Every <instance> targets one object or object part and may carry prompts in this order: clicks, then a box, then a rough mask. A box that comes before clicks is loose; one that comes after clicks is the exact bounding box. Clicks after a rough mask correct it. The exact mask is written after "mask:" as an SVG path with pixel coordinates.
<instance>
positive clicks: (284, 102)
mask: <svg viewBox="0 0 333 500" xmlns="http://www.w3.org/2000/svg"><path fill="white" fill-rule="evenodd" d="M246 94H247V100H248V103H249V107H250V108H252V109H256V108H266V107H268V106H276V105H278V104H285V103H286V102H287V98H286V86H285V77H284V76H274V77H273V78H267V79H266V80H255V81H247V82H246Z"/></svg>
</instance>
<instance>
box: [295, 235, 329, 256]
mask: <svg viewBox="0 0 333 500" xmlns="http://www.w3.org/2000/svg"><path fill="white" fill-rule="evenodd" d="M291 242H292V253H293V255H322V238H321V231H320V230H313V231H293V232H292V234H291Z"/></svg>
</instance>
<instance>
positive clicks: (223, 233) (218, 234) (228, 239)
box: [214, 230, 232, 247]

» Your assignment
Copy the listing above verbatim, from its first line through the line containing "positive clicks: (284, 102)", including both.

» Expected output
Every <instance> targets one object or object part and may carry prompts in this order: clicks, then a box, then a rough mask. A box that comes before clicks is loose; one that comes after clicks is the exact bounding box. Clicks after a rough mask correct it. The exact mask is written after "mask:" as an SVG path with pixel coordinates.
<instance>
positive clicks: (284, 102)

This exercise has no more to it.